August 13-15, 2004 Wizard World strolled into town and presented me with my first legitimate opportunity to interview some of the creators, the first person I tracked down was David A. Rodriguez, creator and writer for the new Arcana series “Starkweather”, which had it’s premiere at Wizard World and he was sold out of his advance copies early in the day Sunday. Being a novice at the whole on the spot interviewing thing I thought I would be able to write both my questions and answers down as quickly as they occurred (lesson for the kids- bring a stenographer- it’s easier). Luckily I had my tape recorder with me so I could recount our conversation with some degree of accuracy. You thankfully won’t find any tales of Rabid Ninja Samurai Monkeys here (unless the tape is garbled-then I make no promises).

Kevin: How long did it take you to come up with “Starkweather”?

David: I started with the idea in 1996, and the current version took me three years to develop.

Kevin: How long did it take you to find a publisher to put this out? How many tries did it take?

--- TASK OBJECTIVE ---
From the Starkweather interview, reproduce word for word the passage that begins with "August 13-15, 2004" and ends with "make no promises).". The data that comes next is from an unrelated source.

--- RAW DATA ---

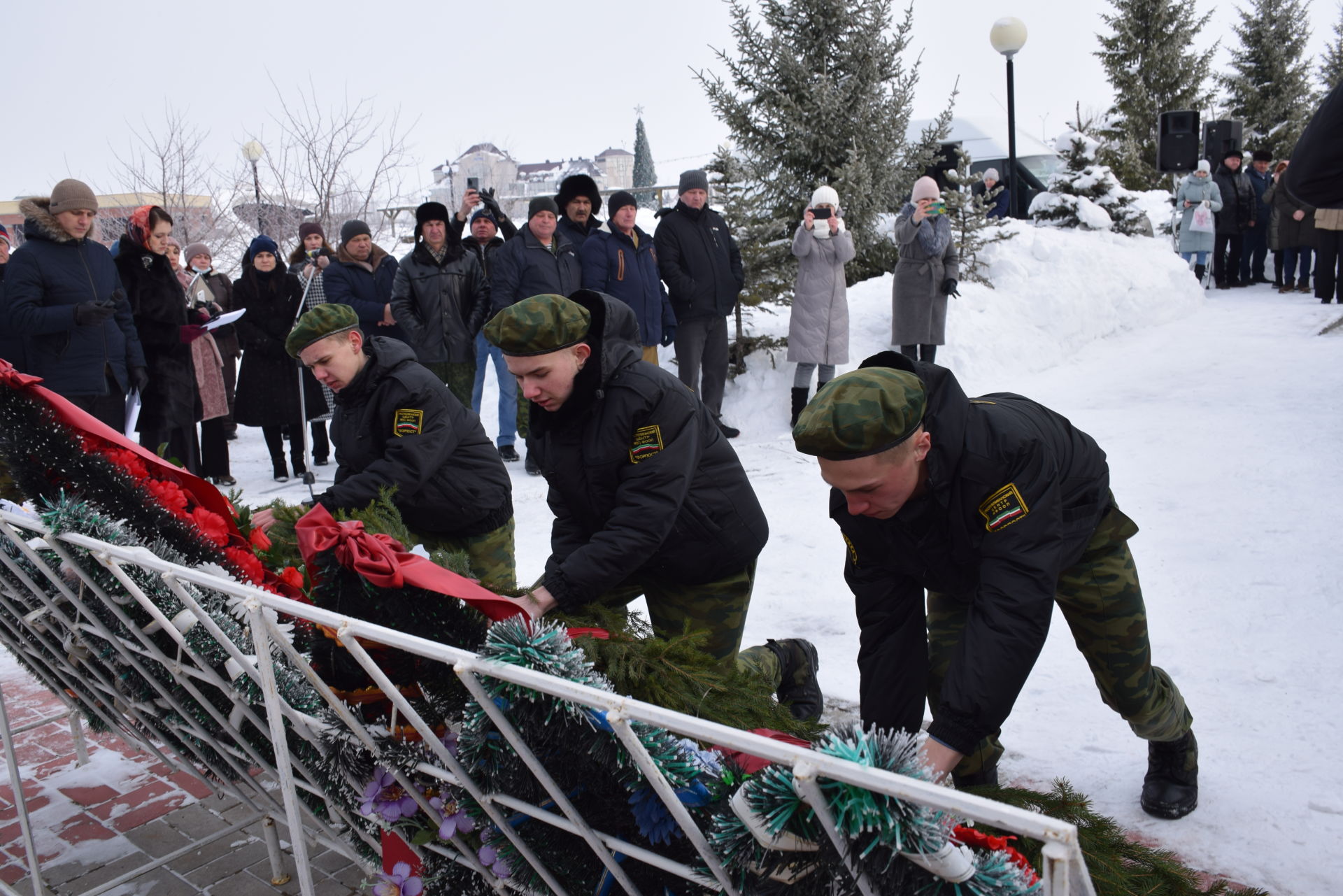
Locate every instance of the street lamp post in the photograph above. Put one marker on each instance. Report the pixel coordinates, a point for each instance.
(253, 152)
(1009, 36)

--- FINISHED TASK ---
August 13-15, 2004 Wizard World strolled into town and presented me with my first legitimate opportunity to interview some of the creators, the first person I tracked down was David A. Rodriguez, creator and writer for the new Arcana series “Starkweather”, which had it’s premiere at Wizard World and he was sold out of his advance copies early in the day Sunday. Being a novice at the whole on the spot interviewing thing I thought I would be able to write both my questions and answers down as quickly as they occurred (lesson for the kids- bring a stenographer- it’s easier). Luckily I had my tape recorder with me so I could recount our conversation with some degree of accuracy. You thankfully won’t find any tales of Rabid Ninja Samurai Monkeys here (unless the tape is garbled-then I make no promises).